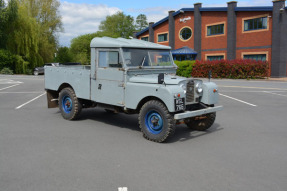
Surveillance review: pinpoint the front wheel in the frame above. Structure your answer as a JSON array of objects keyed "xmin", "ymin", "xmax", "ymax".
[
  {"xmin": 59, "ymin": 87, "xmax": 82, "ymax": 120},
  {"xmin": 184, "ymin": 112, "xmax": 216, "ymax": 131},
  {"xmin": 139, "ymin": 100, "xmax": 175, "ymax": 143}
]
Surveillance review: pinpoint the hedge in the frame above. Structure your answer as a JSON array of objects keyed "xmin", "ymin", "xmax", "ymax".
[
  {"xmin": 190, "ymin": 59, "xmax": 269, "ymax": 79},
  {"xmin": 174, "ymin": 60, "xmax": 195, "ymax": 78},
  {"xmin": 0, "ymin": 49, "xmax": 29, "ymax": 74}
]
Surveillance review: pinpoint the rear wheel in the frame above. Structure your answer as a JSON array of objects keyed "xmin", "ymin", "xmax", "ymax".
[
  {"xmin": 184, "ymin": 112, "xmax": 216, "ymax": 131},
  {"xmin": 33, "ymin": 71, "xmax": 38, "ymax": 76},
  {"xmin": 59, "ymin": 87, "xmax": 82, "ymax": 120},
  {"xmin": 139, "ymin": 100, "xmax": 175, "ymax": 143}
]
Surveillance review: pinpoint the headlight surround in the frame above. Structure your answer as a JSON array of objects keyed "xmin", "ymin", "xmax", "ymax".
[
  {"xmin": 178, "ymin": 81, "xmax": 187, "ymax": 94},
  {"xmin": 195, "ymin": 80, "xmax": 203, "ymax": 94}
]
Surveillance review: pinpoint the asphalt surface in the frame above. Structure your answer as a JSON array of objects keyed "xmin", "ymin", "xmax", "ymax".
[{"xmin": 0, "ymin": 75, "xmax": 287, "ymax": 191}]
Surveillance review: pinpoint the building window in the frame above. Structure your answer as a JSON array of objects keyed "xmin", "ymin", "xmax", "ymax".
[
  {"xmin": 207, "ymin": 24, "xmax": 224, "ymax": 36},
  {"xmin": 180, "ymin": 27, "xmax": 192, "ymax": 41},
  {"xmin": 207, "ymin": 55, "xmax": 224, "ymax": 61},
  {"xmin": 243, "ymin": 54, "xmax": 267, "ymax": 61},
  {"xmin": 141, "ymin": 36, "xmax": 149, "ymax": 41},
  {"xmin": 158, "ymin": 33, "xmax": 168, "ymax": 42},
  {"xmin": 244, "ymin": 17, "xmax": 267, "ymax": 31}
]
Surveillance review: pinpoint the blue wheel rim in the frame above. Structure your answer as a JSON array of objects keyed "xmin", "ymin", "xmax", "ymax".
[
  {"xmin": 145, "ymin": 110, "xmax": 163, "ymax": 134},
  {"xmin": 62, "ymin": 95, "xmax": 73, "ymax": 114}
]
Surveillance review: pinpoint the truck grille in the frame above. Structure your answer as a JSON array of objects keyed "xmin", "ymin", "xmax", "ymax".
[{"xmin": 186, "ymin": 80, "xmax": 194, "ymax": 102}]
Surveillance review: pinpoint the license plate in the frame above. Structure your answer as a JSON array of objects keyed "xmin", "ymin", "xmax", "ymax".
[{"xmin": 175, "ymin": 98, "xmax": 185, "ymax": 111}]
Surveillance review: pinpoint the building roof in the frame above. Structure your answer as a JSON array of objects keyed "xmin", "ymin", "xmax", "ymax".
[
  {"xmin": 171, "ymin": 46, "xmax": 197, "ymax": 55},
  {"xmin": 136, "ymin": 5, "xmax": 276, "ymax": 37},
  {"xmin": 90, "ymin": 37, "xmax": 171, "ymax": 50}
]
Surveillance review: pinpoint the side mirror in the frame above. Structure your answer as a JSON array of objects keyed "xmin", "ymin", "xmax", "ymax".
[{"xmin": 158, "ymin": 73, "xmax": 164, "ymax": 84}]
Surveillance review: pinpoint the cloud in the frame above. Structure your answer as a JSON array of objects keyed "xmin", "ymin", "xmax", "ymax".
[{"xmin": 59, "ymin": 1, "xmax": 121, "ymax": 46}]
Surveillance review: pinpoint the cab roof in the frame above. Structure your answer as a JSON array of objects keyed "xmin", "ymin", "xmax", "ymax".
[{"xmin": 90, "ymin": 37, "xmax": 171, "ymax": 50}]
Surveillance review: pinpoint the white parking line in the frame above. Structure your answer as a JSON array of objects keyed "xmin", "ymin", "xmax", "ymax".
[
  {"xmin": 219, "ymin": 85, "xmax": 287, "ymax": 91},
  {"xmin": 0, "ymin": 84, "xmax": 19, "ymax": 91},
  {"xmin": 0, "ymin": 92, "xmax": 43, "ymax": 94},
  {"xmin": 263, "ymin": 91, "xmax": 287, "ymax": 97},
  {"xmin": 219, "ymin": 93, "xmax": 257, "ymax": 107},
  {"xmin": 15, "ymin": 92, "xmax": 46, "ymax": 110}
]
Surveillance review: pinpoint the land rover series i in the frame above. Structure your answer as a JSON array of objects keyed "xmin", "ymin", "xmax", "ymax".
[{"xmin": 45, "ymin": 37, "xmax": 223, "ymax": 142}]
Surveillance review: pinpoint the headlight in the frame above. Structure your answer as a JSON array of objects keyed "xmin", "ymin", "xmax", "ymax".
[
  {"xmin": 178, "ymin": 81, "xmax": 187, "ymax": 94},
  {"xmin": 195, "ymin": 80, "xmax": 203, "ymax": 94}
]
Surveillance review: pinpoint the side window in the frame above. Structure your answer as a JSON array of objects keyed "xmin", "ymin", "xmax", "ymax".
[{"xmin": 98, "ymin": 51, "xmax": 121, "ymax": 68}]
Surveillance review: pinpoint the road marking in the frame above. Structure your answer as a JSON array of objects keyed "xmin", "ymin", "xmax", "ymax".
[
  {"xmin": 263, "ymin": 91, "xmax": 287, "ymax": 97},
  {"xmin": 0, "ymin": 79, "xmax": 23, "ymax": 84},
  {"xmin": 219, "ymin": 93, "xmax": 257, "ymax": 107},
  {"xmin": 15, "ymin": 92, "xmax": 46, "ymax": 110},
  {"xmin": 219, "ymin": 85, "xmax": 287, "ymax": 91},
  {"xmin": 0, "ymin": 84, "xmax": 19, "ymax": 91},
  {"xmin": 0, "ymin": 92, "xmax": 43, "ymax": 94}
]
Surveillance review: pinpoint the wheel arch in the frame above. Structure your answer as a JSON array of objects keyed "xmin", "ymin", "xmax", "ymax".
[
  {"xmin": 136, "ymin": 96, "xmax": 168, "ymax": 113},
  {"xmin": 58, "ymin": 83, "xmax": 74, "ymax": 93}
]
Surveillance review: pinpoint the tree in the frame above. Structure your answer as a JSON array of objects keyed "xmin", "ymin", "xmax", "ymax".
[
  {"xmin": 99, "ymin": 12, "xmax": 135, "ymax": 39},
  {"xmin": 70, "ymin": 32, "xmax": 103, "ymax": 64},
  {"xmin": 55, "ymin": 47, "xmax": 72, "ymax": 63},
  {"xmin": 21, "ymin": 0, "xmax": 63, "ymax": 63},
  {"xmin": 135, "ymin": 14, "xmax": 148, "ymax": 31}
]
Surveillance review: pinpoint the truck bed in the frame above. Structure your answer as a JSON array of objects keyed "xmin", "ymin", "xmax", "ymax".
[{"xmin": 45, "ymin": 65, "xmax": 91, "ymax": 100}]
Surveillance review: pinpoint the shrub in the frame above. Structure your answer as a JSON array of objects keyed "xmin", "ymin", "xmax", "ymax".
[
  {"xmin": 0, "ymin": 67, "xmax": 14, "ymax": 75},
  {"xmin": 174, "ymin": 60, "xmax": 195, "ymax": 78},
  {"xmin": 191, "ymin": 59, "xmax": 268, "ymax": 79}
]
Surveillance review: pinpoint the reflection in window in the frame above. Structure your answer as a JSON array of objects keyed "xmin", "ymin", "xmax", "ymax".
[
  {"xmin": 207, "ymin": 55, "xmax": 224, "ymax": 61},
  {"xmin": 98, "ymin": 51, "xmax": 120, "ymax": 68},
  {"xmin": 158, "ymin": 33, "xmax": 168, "ymax": 42},
  {"xmin": 243, "ymin": 54, "xmax": 266, "ymax": 61},
  {"xmin": 244, "ymin": 17, "xmax": 267, "ymax": 31},
  {"xmin": 207, "ymin": 24, "xmax": 224, "ymax": 36}
]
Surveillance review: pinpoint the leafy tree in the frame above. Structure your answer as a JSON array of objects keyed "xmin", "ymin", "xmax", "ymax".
[
  {"xmin": 135, "ymin": 14, "xmax": 148, "ymax": 31},
  {"xmin": 70, "ymin": 32, "xmax": 103, "ymax": 64},
  {"xmin": 99, "ymin": 12, "xmax": 135, "ymax": 39},
  {"xmin": 55, "ymin": 47, "xmax": 72, "ymax": 63},
  {"xmin": 20, "ymin": 0, "xmax": 63, "ymax": 63}
]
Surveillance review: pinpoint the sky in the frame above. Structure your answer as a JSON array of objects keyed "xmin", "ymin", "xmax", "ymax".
[{"xmin": 59, "ymin": 0, "xmax": 273, "ymax": 47}]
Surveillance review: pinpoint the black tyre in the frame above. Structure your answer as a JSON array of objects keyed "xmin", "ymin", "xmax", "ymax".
[
  {"xmin": 184, "ymin": 112, "xmax": 216, "ymax": 131},
  {"xmin": 59, "ymin": 87, "xmax": 82, "ymax": 120},
  {"xmin": 139, "ymin": 100, "xmax": 175, "ymax": 143},
  {"xmin": 33, "ymin": 71, "xmax": 39, "ymax": 76}
]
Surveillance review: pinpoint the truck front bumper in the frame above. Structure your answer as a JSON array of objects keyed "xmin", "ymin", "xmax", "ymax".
[{"xmin": 174, "ymin": 106, "xmax": 223, "ymax": 120}]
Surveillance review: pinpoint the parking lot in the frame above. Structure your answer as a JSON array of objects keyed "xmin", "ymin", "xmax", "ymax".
[{"xmin": 0, "ymin": 74, "xmax": 287, "ymax": 191}]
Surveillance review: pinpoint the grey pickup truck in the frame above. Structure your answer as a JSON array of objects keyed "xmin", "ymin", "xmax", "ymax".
[{"xmin": 45, "ymin": 37, "xmax": 223, "ymax": 142}]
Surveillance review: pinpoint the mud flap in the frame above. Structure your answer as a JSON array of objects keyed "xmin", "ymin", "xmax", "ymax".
[{"xmin": 46, "ymin": 90, "xmax": 59, "ymax": 108}]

----

### What is being asked
Beginning at the line that contains "Surveillance review: pinpoint the sky", retype each line of the listing up to and including the last one, exactly as it stands, and nothing else.

### Result for this task
Surveillance review: pinpoint the sky in the frame above. Structure your answer as a JSON array of objects keyed "xmin", "ymin", "xmax", "ymax".
[{"xmin": 59, "ymin": 0, "xmax": 273, "ymax": 47}]
Surveillance review: pinpoint the black tyre in the frame above. Structure your answer as a JSON array of objects keyed "xmin", "ymin", "xmax", "ymax".
[
  {"xmin": 184, "ymin": 112, "xmax": 216, "ymax": 131},
  {"xmin": 59, "ymin": 87, "xmax": 82, "ymax": 120},
  {"xmin": 139, "ymin": 100, "xmax": 175, "ymax": 143},
  {"xmin": 33, "ymin": 71, "xmax": 39, "ymax": 76}
]
Surveillance review: pinpoint the truck front bumper in the frame above. Structure your answer as a JSON array of objects keyed "xmin", "ymin", "xmax", "ymax".
[{"xmin": 174, "ymin": 106, "xmax": 223, "ymax": 120}]
Surveillance review: pinpoint the parking lot in the frame above. Structure your answer as a JSON array of objects keyed "xmin", "ymin", "xmax", "ymax".
[{"xmin": 0, "ymin": 74, "xmax": 287, "ymax": 191}]
Surveillance review: pinpoint the grey pickup truck in the frame above. Structure your answer as a JSON array of objects keyed "xmin", "ymin", "xmax", "ymax".
[{"xmin": 45, "ymin": 37, "xmax": 223, "ymax": 142}]
Surveillance review: pinpoint the mud flap in the frame above. Structure your answer as a JSON array of objects keyed "xmin", "ymin", "xmax", "ymax".
[{"xmin": 46, "ymin": 90, "xmax": 59, "ymax": 108}]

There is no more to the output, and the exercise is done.